You actually think Mr. Peaks didn’t know that Leland would look into a mirror Saturday and see himself as Bob? You think Mr. Peaks hadn’t a clue that Special Agent Dale Cooper and Truman would accompany the Log Lady to the roadhouse, where the bald giant would reappear to Cooper in a vision and warn, “It is happening again,” just before Leland/Bob began doing his number on Madeleine back at the Palmer home?

Of course, I had it figured. But I didn’t let on out of consideration for executive producers David Lynch and Mark Frost, not wanting to blow their mystery, knowing that their ratings were bad enough as is.

Withholding the truth took enormous self-discipline.

When a recent caller predicted that Laura’s murderer would be revealed as Lynch himself (“It’s perfect,” he said. “The man who created her, destroyed her”), I feigned support for this baseless theory.

Mr. Peaks wanted desperately to point out that Bob spelled backward is boB, but held back.

When viewers began calling in droves to note the obvious, that Catherine Martell had been appearing in drag as a mysterious Japanese businessman, I played along, pretending this was more than a minor red herring. What I really wanted to do was toss it off and inform these innocents that Ben Horne would confess to his daughter, Audrey, that he had slept with and was in love with Laura, that Bobby Briggs would discover an audio tape hidden in the heel of the boot of spitting, drooling Leo Johnson, that poor Harold Smith would hang himself, that U.S. Navy personnel would bounce balls on the floors of the Great Northern Hotel, that Madeleine’s decision to return home to Missoula, Mont. (where Lynch was born, by the way), would trigger the Bob demon in Leland.

-----

* Written task
Please set down the passage about Twin Peaks word for word, between "Of course, I" and "enough as is.", inclusive.

(Items drawn from a data source)
-----

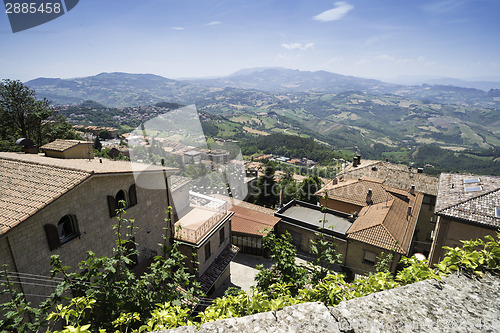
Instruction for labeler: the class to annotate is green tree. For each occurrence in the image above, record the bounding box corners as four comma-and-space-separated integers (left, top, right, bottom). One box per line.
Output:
0, 79, 53, 144
254, 165, 279, 208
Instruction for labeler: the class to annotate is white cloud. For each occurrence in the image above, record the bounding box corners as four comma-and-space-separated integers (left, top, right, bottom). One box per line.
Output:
281, 43, 314, 50
313, 1, 354, 22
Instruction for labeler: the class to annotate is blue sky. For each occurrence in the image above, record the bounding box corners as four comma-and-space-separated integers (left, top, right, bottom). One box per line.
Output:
0, 0, 500, 81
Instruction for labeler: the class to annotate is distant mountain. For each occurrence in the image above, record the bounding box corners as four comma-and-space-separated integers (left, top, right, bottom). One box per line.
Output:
187, 67, 400, 93
26, 73, 207, 107
26, 68, 500, 108
425, 78, 500, 91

-----

* Solution for this exercise
Of course, I had it figured. But I didn’t let on out of consideration for executive producers David Lynch and Mark Frost, not wanting to blow their mystery, knowing that their ratings were bad enough as is.